Pensions may be cut to ‘virtually nothing’ for 407,000 people May 20

Let me begin with a quote from the article:

“A lot of the fund’s companies went bankrupt after the trucking industry was deregulated in the 1980s. That’s part of the reason the fund is in trouble now. It’s currently paying out $3 for every $1 it takes in.”

I can’t help but wonder how many of the pensioners vote for candidates that want “less government,” are harmed in this case of less government, and then ask for more government in the form of bailouts from the big bad government? Could this be yet another example of privatizing profits (whoever at the top made money from trucking industry deregulation) and socializing costs (asking the government to bail out under funded pension plans that became under funded after deregulation )?

I sure hope CalPERS is doing okay…

-Dr. Moore

http://money.cnn.com/2016/05/20/retirement/central-states-pension-fund/

Apple buy sign of change at Buffett’s Berkshire

So price-to-earnings ratios still matter. This is true for tech companies typically avoided by Warren Buffett. This is also true for consumer staples companies such as Proctor and Gamble that he sold after the P/E ratio hit 27.

Relative valuations such as price to earnings matter. I wish I followed my inner voice 15 years ago when I asked my boss “shouldn’t I sell our stock since the P/E ratio is 400?”

Then again, whenever we face a choice to go one way or another, there lies an end in either direction. That end is our destiny.

Om.

-Dr. Moore

http://www.usatoday.com/story/money/markets/2016/05/16/analysis-buffetts-berkshire-buys-apple/84446844/

Goldman Sachs launches GS Bank, an Internet bank with a $1 minimum deposit | TechCrunch

Bank like a baller? Wouldn’t it be cool to say you bank with Goldman Sachs even if you only have $1 in the account?

I think the real story here is the continued de-humanization of society. Online degrees, online banking, online dating, etc. I wonder if the push for online and “virtual” experiences is related to a diminished ability for human interaction.

== What you will do ==
(1) According to the finance blog posts, how much does the troubled pension fund currently pay out for every $1 it takes in?
(2) Write the next part of the finance blog posts, starting after their last sentence.

Labeled point records:

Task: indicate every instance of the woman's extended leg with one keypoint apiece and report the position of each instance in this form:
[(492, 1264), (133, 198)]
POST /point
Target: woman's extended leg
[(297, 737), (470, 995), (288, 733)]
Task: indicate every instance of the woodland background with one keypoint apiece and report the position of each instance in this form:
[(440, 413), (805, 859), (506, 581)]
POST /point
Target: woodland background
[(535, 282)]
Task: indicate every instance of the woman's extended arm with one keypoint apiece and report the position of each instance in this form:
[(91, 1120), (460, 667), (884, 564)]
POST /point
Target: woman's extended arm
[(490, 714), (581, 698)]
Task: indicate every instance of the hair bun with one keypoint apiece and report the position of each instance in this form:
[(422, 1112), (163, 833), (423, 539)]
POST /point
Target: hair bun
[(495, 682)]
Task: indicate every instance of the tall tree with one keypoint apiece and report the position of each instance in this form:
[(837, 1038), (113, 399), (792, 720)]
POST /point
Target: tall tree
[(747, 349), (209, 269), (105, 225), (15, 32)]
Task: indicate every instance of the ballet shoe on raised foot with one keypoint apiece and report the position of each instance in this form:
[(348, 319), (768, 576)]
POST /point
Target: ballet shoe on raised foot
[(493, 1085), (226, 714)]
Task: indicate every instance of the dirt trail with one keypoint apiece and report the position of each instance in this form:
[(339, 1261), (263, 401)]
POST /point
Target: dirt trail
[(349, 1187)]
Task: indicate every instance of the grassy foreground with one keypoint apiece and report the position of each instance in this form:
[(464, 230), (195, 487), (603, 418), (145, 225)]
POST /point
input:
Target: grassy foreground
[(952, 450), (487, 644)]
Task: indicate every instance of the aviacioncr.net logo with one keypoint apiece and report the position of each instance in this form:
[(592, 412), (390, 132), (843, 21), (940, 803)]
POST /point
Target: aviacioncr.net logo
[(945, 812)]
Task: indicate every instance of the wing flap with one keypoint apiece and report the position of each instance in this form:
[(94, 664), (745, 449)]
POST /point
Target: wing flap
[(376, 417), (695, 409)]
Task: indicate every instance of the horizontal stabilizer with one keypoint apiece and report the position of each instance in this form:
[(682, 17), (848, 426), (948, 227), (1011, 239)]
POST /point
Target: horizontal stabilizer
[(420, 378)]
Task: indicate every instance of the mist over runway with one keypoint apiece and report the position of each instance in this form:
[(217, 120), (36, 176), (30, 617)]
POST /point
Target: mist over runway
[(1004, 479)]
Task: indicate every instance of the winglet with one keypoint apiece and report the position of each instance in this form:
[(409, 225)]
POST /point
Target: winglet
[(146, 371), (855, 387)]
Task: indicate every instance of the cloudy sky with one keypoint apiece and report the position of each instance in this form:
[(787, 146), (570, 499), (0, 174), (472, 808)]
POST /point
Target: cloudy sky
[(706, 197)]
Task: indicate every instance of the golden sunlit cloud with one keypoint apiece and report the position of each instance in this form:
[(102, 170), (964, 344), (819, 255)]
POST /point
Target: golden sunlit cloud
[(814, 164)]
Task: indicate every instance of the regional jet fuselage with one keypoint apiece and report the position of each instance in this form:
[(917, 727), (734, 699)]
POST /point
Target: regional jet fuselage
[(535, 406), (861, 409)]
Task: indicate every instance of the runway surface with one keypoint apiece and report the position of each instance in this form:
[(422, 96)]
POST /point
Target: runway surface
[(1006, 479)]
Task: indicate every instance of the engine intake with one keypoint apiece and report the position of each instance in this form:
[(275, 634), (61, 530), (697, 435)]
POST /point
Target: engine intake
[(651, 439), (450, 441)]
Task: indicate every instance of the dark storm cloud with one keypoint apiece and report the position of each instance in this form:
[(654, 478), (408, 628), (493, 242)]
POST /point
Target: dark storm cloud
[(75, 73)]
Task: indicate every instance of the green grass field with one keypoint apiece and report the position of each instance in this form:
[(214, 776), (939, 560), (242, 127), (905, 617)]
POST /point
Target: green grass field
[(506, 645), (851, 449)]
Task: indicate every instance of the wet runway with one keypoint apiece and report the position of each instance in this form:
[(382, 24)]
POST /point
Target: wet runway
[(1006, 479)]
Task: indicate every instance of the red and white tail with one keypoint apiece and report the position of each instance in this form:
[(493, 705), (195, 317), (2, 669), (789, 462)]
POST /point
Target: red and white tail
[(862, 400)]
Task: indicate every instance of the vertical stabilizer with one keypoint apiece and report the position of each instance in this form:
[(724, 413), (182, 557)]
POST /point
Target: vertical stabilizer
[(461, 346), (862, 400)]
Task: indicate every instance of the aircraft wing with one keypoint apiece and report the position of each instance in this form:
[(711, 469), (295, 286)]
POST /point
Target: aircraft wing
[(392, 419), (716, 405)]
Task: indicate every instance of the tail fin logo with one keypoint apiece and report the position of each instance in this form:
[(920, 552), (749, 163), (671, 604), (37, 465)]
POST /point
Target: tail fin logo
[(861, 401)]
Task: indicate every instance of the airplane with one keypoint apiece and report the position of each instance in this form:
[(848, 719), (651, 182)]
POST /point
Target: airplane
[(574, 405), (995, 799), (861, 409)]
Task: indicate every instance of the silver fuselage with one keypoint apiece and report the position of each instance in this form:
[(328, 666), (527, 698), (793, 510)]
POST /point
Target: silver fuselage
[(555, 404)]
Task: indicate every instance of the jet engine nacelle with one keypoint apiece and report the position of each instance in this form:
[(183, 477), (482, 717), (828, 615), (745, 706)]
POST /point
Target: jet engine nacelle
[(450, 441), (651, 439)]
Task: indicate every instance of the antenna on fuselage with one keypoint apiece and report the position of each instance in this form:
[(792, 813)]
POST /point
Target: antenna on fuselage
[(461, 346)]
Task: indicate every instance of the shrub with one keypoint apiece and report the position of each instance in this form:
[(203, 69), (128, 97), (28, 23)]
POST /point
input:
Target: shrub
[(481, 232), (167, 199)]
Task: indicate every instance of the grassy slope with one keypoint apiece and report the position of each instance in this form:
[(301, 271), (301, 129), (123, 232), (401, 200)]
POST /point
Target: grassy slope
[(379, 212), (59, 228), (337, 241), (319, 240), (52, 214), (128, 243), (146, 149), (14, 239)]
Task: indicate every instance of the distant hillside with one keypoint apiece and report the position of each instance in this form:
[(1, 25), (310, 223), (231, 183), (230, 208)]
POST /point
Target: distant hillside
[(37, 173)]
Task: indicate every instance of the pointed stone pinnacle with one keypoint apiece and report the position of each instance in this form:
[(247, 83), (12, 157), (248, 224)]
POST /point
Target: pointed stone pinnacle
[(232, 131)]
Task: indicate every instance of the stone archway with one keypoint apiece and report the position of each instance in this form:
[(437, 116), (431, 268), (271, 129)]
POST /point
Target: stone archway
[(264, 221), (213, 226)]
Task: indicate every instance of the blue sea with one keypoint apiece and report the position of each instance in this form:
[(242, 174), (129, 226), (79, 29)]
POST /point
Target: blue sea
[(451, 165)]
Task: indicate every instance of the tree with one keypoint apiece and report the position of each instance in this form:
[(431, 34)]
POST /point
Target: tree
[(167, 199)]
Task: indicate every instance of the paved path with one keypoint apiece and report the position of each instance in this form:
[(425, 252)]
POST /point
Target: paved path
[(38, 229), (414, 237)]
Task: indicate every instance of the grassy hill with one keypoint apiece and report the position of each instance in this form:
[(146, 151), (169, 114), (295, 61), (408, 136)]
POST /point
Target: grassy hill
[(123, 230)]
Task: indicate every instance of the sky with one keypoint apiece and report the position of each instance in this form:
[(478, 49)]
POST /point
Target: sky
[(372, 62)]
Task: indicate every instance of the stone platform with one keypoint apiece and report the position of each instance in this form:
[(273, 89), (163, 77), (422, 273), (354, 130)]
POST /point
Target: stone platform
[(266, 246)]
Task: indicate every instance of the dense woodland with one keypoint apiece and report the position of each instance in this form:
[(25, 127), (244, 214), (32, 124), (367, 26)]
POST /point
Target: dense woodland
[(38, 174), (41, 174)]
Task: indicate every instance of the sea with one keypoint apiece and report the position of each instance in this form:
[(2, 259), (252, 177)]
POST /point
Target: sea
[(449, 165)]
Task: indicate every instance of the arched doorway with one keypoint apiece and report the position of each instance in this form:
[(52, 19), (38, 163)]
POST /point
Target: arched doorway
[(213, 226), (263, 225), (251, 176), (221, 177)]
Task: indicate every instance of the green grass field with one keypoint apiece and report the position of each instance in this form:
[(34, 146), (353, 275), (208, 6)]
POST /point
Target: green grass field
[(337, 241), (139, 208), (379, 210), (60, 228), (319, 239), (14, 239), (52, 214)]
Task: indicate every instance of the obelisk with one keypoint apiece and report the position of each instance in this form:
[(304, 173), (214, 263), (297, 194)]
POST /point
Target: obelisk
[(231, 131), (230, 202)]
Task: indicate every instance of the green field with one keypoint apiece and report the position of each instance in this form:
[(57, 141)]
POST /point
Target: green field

== Responses to the exercise ==
(1) $3

(2)
Then again, this post will reach many people I have never met via hundreds of linked in connections. 🙂

-David “sticking with my local credit union” Moore

http://techcrunch.com/2016/04/25/goldman-sachs-launches-gs-bank-an-internet-bank-with-a-1-minimum-deposit/

Intel, cutting 12,000 jobs, tries to bend the company without breaking it

I asked students in class yesterday if they have ever been in a store where only one cash register is open and a long line has formed. Many, if not all of us have been in that situation. I said, jokingly but also seriously, that the lone cashier is more productive. Then, while reading the linked article on Intel’s recent round of publicized layoffs, I came across this:

"He (Krzanich) mentioned this will be the highest revenue per employee in their history," Rasgon said. "If you’re the employee, life is harder.”

To use management speak, that statement from Rasgon “echoes" what I said in class.

So here we are. Intel is cutting 11% of its workforce of 109,000. Apparently this will cost Intel $1.2 billion this quarter in restructuring costs, save $750 million in FY2016, and $1.4 billion per year starting FY2017. True, intel spends a lot on R&D and capital. We saw this in class yesterday. The article shines some light on the challenges associated with Intel’s capital intensive business:

"Circuits on computer chips are shrinking to near atomic scale, and it’s becoming more expensive and time consuming for Intel to engineer and produce more advanced circuitry. And it’s by no means clear that wearable technolgies and other new concepts will deliver the revenues or profit margins Intel is accustomed to in PCs and data centers, markets where its chips have a near monopoly ."

But back to the layoffs. I’ve never been a manager of a multi-billion dollar company. But that doesn’t stop me from wondering: What would happen if Intel implemented an across-the-board 7% compensation cut[1] to save $750 million in FY2016 compensation plus [some/most? of] the $1.2 billion dollar restructuring charge. This could buy time to restructure without laying off 12,000 people.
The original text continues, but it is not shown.